▸ **Exercise objective**
Format the lines below as a Markdown table with two columns, Row and Line, numbering each row and leaving out blank lines.

— START Data in this exercise —

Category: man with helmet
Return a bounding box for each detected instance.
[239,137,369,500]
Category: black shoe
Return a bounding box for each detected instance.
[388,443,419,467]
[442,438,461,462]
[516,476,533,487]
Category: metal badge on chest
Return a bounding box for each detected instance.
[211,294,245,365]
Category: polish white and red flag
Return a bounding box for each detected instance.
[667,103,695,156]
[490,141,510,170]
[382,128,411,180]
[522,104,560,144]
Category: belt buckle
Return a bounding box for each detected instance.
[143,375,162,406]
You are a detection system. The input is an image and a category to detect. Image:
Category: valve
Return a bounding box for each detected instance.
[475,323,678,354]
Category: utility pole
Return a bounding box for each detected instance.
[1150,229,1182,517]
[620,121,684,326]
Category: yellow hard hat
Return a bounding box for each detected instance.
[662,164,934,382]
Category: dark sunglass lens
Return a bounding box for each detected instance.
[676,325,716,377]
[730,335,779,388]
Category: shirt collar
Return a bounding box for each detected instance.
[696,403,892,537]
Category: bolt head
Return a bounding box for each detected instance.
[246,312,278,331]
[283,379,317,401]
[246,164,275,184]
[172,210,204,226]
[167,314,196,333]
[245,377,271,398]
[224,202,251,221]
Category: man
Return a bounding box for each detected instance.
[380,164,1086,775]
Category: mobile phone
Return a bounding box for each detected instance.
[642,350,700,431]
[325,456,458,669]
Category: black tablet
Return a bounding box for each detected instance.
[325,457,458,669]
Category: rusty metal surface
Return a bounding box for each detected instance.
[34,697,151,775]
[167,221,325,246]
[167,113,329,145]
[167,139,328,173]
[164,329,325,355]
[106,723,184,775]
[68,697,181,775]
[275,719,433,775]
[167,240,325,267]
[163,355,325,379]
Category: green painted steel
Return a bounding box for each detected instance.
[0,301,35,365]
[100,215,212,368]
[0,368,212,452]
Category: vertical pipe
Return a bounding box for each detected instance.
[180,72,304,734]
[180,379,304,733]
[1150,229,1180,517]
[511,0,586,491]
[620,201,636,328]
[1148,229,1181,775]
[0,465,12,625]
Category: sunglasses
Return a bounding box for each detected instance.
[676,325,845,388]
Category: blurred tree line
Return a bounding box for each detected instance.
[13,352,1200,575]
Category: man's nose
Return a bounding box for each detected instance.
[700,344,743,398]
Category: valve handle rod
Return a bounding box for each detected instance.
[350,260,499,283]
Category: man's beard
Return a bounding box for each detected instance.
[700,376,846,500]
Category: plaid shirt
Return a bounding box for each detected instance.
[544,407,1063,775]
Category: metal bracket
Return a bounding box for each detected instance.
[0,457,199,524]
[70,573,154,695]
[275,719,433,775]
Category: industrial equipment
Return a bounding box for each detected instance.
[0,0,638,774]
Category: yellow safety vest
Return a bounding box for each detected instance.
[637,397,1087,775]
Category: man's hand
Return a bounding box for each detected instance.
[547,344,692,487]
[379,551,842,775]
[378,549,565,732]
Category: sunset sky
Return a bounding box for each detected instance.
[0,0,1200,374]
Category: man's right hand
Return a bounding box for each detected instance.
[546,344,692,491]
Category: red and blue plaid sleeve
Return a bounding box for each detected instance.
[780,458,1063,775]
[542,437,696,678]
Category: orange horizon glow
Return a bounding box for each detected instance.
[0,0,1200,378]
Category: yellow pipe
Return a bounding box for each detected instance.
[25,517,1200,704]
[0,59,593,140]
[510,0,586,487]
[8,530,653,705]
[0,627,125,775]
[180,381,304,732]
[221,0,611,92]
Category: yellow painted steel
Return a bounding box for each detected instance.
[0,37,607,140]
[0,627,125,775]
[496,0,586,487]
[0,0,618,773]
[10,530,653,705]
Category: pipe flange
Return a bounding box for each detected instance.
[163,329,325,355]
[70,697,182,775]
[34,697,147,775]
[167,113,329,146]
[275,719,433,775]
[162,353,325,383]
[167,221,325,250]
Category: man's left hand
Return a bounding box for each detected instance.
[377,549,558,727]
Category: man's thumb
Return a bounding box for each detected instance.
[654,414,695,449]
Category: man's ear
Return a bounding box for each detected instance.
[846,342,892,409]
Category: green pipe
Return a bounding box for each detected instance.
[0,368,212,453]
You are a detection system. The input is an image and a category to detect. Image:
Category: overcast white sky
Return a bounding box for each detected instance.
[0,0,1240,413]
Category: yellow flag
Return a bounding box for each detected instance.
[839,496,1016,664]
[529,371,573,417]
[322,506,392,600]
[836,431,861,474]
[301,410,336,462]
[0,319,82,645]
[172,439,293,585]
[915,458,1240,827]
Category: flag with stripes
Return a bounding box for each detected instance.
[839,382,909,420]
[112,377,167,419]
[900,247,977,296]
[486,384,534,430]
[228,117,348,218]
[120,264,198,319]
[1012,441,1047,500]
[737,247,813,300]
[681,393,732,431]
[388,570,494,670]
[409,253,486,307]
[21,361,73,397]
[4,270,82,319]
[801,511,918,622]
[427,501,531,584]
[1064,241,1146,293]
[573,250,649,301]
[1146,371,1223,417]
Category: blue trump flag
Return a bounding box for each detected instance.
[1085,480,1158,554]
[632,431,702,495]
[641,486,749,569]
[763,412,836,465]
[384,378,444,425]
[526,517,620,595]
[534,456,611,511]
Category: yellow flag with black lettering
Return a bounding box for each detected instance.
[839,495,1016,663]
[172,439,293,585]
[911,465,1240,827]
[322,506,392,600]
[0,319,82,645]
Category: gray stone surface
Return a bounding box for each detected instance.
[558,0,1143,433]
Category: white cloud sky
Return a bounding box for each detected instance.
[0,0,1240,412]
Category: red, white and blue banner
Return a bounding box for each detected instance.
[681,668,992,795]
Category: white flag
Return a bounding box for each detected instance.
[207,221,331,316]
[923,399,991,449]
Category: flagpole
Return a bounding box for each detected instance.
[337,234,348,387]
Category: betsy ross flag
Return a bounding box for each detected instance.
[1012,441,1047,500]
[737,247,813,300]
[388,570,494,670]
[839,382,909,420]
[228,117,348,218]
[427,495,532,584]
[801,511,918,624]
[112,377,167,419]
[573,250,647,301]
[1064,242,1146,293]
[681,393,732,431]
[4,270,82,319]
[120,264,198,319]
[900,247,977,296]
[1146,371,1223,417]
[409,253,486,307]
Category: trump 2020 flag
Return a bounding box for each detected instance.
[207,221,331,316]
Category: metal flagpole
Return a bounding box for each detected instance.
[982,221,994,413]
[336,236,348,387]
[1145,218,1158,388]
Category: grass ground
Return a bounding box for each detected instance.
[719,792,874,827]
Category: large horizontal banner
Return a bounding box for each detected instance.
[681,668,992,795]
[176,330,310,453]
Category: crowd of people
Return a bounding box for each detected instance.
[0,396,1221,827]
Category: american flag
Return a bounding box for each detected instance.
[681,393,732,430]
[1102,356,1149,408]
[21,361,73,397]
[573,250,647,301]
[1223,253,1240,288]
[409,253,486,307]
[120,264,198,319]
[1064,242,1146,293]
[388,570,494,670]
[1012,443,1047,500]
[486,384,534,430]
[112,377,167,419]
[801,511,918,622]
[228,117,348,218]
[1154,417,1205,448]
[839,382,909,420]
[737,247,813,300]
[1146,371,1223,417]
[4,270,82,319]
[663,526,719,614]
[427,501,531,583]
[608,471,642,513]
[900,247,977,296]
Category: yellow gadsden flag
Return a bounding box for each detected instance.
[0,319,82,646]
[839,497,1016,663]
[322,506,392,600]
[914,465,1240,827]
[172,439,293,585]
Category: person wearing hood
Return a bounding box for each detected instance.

— END Data in this exercise —

▸ **Task result**
| Row | Line |
|---|---|
| 1 | Category: man with helmet |
| 2 | Return a bounding box for each detected instance. |
| 3 | [239,137,369,500] |
| 4 | Category: black shoe |
| 5 | Return a bounding box for each detected instance. |
| 6 | [388,443,419,467] |
| 7 | [442,438,461,462] |
| 8 | [516,476,533,487] |
| 9 | Category: metal badge on chest |
| 10 | Return a bounding box for each detected instance. |
| 11 | [211,294,245,365] |
| 12 | Category: polish white and red flag |
| 13 | Return a bounding box for each detected instance. |
| 14 | [667,103,695,156] |
| 15 | [490,141,510,170] |
| 16 | [382,128,411,180] |
| 17 | [522,104,560,144] |
| 18 | Category: belt buckle |
| 19 | Return a bounding box for each detected instance. |
| 20 | [143,375,162,406] |
| 21 | You are a detection system. The input is an image and a category to detect. Image: |
| 22 | Category: valve |
| 23 | Return a bounding box for each detected instance. |
| 24 | [475,323,678,354] |
| 25 | Category: utility pole |
| 26 | Return a bounding box for each detected instance. |
| 27 | [1150,229,1182,517] |
| 28 | [620,121,684,326] |
| 29 | Category: yellow hard hat |
| 30 | Return a bounding box for each detected instance. |
| 31 | [662,164,934,382] |
| 32 | Category: dark sunglass lens |
| 33 | Return a bounding box for each detected instance. |
| 34 | [676,325,716,377] |
| 35 | [730,335,779,388] |
| 36 | Category: shirt collar |
| 37 | Return a bounding box for each detected instance. |
| 38 | [696,403,892,537] |
| 39 | Category: bolt head |
| 40 | Return a bounding box for each detected instance. |
| 41 | [246,312,278,331] |
| 42 | [283,379,317,401] |
| 43 | [246,164,275,184] |
| 44 | [172,210,204,226] |
| 45 | [167,314,196,333] |
| 46 | [245,377,271,398] |
| 47 | [224,202,251,221] |
| 48 | Category: man |
| 49 | Return a bounding box for each detected instance. |
| 50 | [380,164,1086,775] |
| 51 | Category: mobile phone |
| 52 | Return a bounding box for each detected instance. |
| 53 | [642,350,700,431] |
| 54 | [325,456,458,669] |
| 55 | Category: black tablet |
| 56 | Return a bounding box for each detected instance. |
| 57 | [325,457,458,669] |
| 58 | Category: rusty metal surface |
| 59 | Return a bounding box for each detected instance. |
| 60 | [34,697,151,775] |
| 61 | [167,221,325,246] |
| 62 | [167,113,329,145] |
| 63 | [167,139,328,173] |
| 64 | [164,329,325,355] |
| 65 | [106,723,184,775] |
| 66 | [68,697,181,775] |
| 67 | [275,719,433,775] |
| 68 | [167,240,325,267] |
| 69 | [163,355,325,379] |
| 70 | Category: green painted steel |
| 71 | Return a bounding box for each detected instance. |
| 72 | [0,301,35,365] |
| 73 | [100,215,212,368] |
| 74 | [0,368,212,452] |
| 75 | Category: vertical pipe |
| 76 | Return a bounding box for each detected instance. |
| 77 | [180,72,304,734] |
| 78 | [180,379,304,733] |
| 79 | [1150,229,1180,517] |
| 80 | [511,0,586,491] |
| 81 | [620,201,636,328] |
| 82 | [1148,229,1181,775] |
| 83 | [0,465,12,625] |
| 84 | Category: sunglasses |
| 85 | Return a bounding box for each detected instance. |
| 86 | [676,325,845,388] |
| 87 | Category: blurred tree line |
| 88 | Return a bounding box for each detected instance. |
| 89 | [13,352,1200,575] |
| 90 | Category: man's nose |
| 91 | Return a bounding box for each detected instance. |
| 92 | [700,344,743,398] |
| 93 | Category: valve handle rod |
| 94 | Return a bounding box for each detected instance. |
| 95 | [350,260,499,283] |
| 96 | Category: man's beard |
| 97 | Return a bounding box for each detected instance. |
| 98 | [700,376,846,500] |
| 99 | Category: plaid shirt |
| 100 | Return a bounding box for each detected instance. |
| 101 | [544,407,1063,775] |
| 102 | Category: metal bracket |
| 103 | Return a bounding box for each detected instance. |
| 104 | [0,457,199,524] |
| 105 | [70,573,154,695] |
| 106 | [275,719,433,775] |
| 107 | Category: industrial equipment |
| 108 | Return a bounding box for each detected instance. |
| 109 | [0,0,638,774] |
| 110 | Category: yellow safety vest |
| 111 | Return a bounding box for each detected instance. |
| 112 | [637,397,1087,775] |
| 113 | Category: man's hand |
| 114 | Return a bounding box for each detected instance. |
| 115 | [547,344,692,487] |
| 116 | [379,551,842,775] |
| 117 | [378,549,565,732] |
| 118 | Category: sunset sky |
| 119 | Return a bounding box for each detected instance. |
| 120 | [0,0,1200,374] |
| 121 | Category: man's right hand |
| 122 | Return a bounding box for each detected instance. |
| 123 | [546,344,692,491] |
| 124 | Category: red and blue plaid sleeve |
| 125 | Return a bounding box for each detected instance. |
| 126 | [780,458,1063,775] |
| 127 | [542,437,696,678] |
| 128 | Category: orange horizon glow |
| 129 | Return a bounding box for each detected instance. |
| 130 | [0,0,1200,378] |
| 131 | Category: yellow pipe |
| 132 | Return a bounding box for each detected instance. |
| 133 | [25,517,1200,704] |
| 134 | [0,59,593,140] |
| 135 | [510,0,586,487] |
| 136 | [8,530,653,705] |
| 137 | [0,627,125,775] |
| 138 | [180,381,304,732] |
| 139 | [221,0,611,92] |
| 140 | Category: yellow painted steel |
| 141 | Return a bounding box for each detected instance. |
| 142 | [0,37,607,140] |
| 143 | [0,627,125,775] |
| 144 | [496,0,586,487] |
| 145 | [0,0,618,773] |
| 146 | [10,530,653,705] |
| 147 | Category: pipe flange |
| 148 | Return a bounding box for each detected instance. |
| 149 | [163,329,325,355] |
| 150 | [70,697,182,775] |
| 151 | [34,697,147,775] |
| 152 | [167,113,329,146] |
| 153 | [275,719,433,775] |
| 154 | [162,353,325,383] |
| 155 | [167,221,325,250] |
| 156 | Category: man's left hand |
| 157 | Return a bounding box for each detected instance. |
| 158 | [377,549,558,727] |
| 159 | Category: man's thumb |
| 160 | Return a bounding box for each detected instance. |
| 161 | [654,414,695,449] |
| 162 | Category: man's ear |
| 163 | Return a bounding box for each detected instance. |
| 164 | [846,342,892,409] |
| 165 | Category: green pipe |
| 166 | Return a bounding box for each detected instance. |
| 167 | [0,368,212,453] |
| 168 | You are a detection system. The input is an image and a category to detect. Image: |
| 169 | Category: overcast white sky |
| 170 | Return a bounding box for each detected instance. |
| 171 | [0,0,1240,413] |
| 172 | Category: yellow flag |
| 173 | Return a bounding box for each detected instance. |
| 174 | [839,496,1016,664] |
| 175 | [529,371,573,417] |
| 176 | [322,506,392,600] |
| 177 | [836,431,861,474] |
| 178 | [301,410,336,462] |
| 179 | [0,319,82,645] |
| 180 | [172,439,293,585] |
| 181 | [915,458,1240,827] |
| 182 | Category: flag with stripes |
| 183 | Return a bounding box for each detected instance. |
| 184 | [839,382,909,420] |
| 185 | [112,377,167,419] |
| 186 | [900,247,977,296] |
| 187 | [486,384,534,430] |
| 188 | [228,117,348,218] |
| 189 | [120,264,198,319] |
| 190 | [1012,441,1047,500] |
| 191 | [737,247,813,300] |
| 192 | [681,393,732,431] |
| 193 | [388,570,494,670] |
| 194 | [409,253,486,307] |
| 195 | [21,361,73,397] |
| 196 | [4,270,82,319] |
| 197 | [801,511,918,622] |
| 198 | [427,501,531,584] |
| 199 | [1064,241,1146,293] |
| 200 | [573,250,649,301] |
| 201 | [1146,371,1223,417] |
| 202 | Category: blue trump flag |
| 203 | Return a bounding box for each detected instance. |
| 204 | [1085,480,1158,554] |
| 205 | [632,431,702,495] |
| 206 | [641,486,749,569] |
| 207 | [763,412,836,465] |
| 208 | [384,378,444,425] |
| 209 | [526,517,620,595] |
| 210 | [534,456,611,511] |
| 211 | Category: yellow flag with black lettering |
| 212 | Return a bounding box for each detected instance. |
| 213 | [839,495,1016,663] |
| 214 | [172,439,293,585] |
| 215 | [911,465,1240,827] |
| 216 | [322,506,392,600] |
| 217 | [0,319,82,645] |
| 218 | Category: gray stone surface |
| 219 | Return a bounding box for each detected instance. |
| 220 | [558,0,1143,433] |
| 221 | Category: white cloud sky |
| 222 | Return a bounding box for each detected instance. |
| 223 | [0,0,1240,412] |
| 224 | Category: red, white and blue banner |
| 225 | Return a bounding box for each detected instance. |
| 226 | [681,668,992,795] |
| 227 | Category: white flag |
| 228 | Return a bounding box for each detected instance. |
| 229 | [207,221,331,316] |
| 230 | [923,399,991,449] |
| 231 | Category: flagpole |
| 232 | Return a bounding box for each detected instance. |
| 233 | [337,234,348,387] |
| 234 | Category: betsy ross flag |
| 235 | Return a bounding box for each detected instance. |
| 236 | [1012,441,1047,500] |
| 237 | [737,247,813,300] |
| 238 | [388,570,494,670] |
| 239 | [839,382,909,420] |
| 240 | [228,117,348,218] |
| 241 | [427,495,532,584] |
| 242 | [801,511,918,624] |
| 243 | [112,377,167,419] |
| 244 | [573,250,647,301] |
| 245 | [1064,242,1146,293] |
| 246 | [681,393,732,431] |
| 247 | [4,270,82,319] |
| 248 | [120,264,198,319] |
| 249 | [900,247,977,296] |
| 250 | [1146,371,1223,417] |
| 251 | [409,253,486,307] |
| 252 | Category: trump 2020 flag |
| 253 | Return a bounding box for each detected instance. |
| 254 | [207,221,331,316] |
| 255 | Category: metal flagpole |
| 256 | Return a bounding box for each detected instance. |
| 257 | [982,221,994,413] |
| 258 | [336,236,348,387] |
| 259 | [1145,218,1158,388] |
| 260 | Category: grass ground |
| 261 | Return a bounding box for each detected instance. |
| 262 | [719,792,874,827] |
| 263 | Category: large horizontal banner |
| 264 | Return a bounding box for each detected instance. |
| 265 | [681,668,992,795] |
| 266 | [176,330,310,453] |
| 267 | Category: crowd of people |
| 268 | Return a bounding box for each detected instance. |
| 269 | [0,396,1221,827] |
| 270 | Category: american flag |
| 271 | Return a bounding box for each detected instance. |
| 272 | [681,393,732,430] |
| 273 | [1102,356,1149,408] |
| 274 | [21,361,73,397] |
| 275 | [573,250,647,301] |
| 276 | [1223,253,1240,288] |
| 277 | [409,253,486,307] |
| 278 | [120,264,198,319] |
| 279 | [1064,242,1146,293] |
| 280 | [388,570,494,670] |
| 281 | [1012,443,1047,500] |
| 282 | [486,384,534,430] |
| 283 | [112,377,167,419] |
| 284 | [801,511,918,622] |
| 285 | [228,117,348,218] |
| 286 | [1154,417,1205,448] |
| 287 | [839,382,909,420] |
| 288 | [737,247,813,300] |
| 289 | [1146,371,1223,417] |
| 290 | [4,270,82,319] |
| 291 | [663,526,719,614] |
| 292 | [427,501,531,583] |
| 293 | [608,471,642,513] |
| 294 | [900,247,977,296] |
| 295 | Category: yellow gadsden flag |
| 296 | Return a bounding box for each detected instance. |
| 297 | [0,319,82,646] |
| 298 | [839,497,1016,663] |
| 299 | [322,506,392,600] |
| 300 | [914,465,1240,827] |
| 301 | [172,439,293,585] |
| 302 | Category: person wearing hood |
| 303 | Return a bounding box for each detected instance. |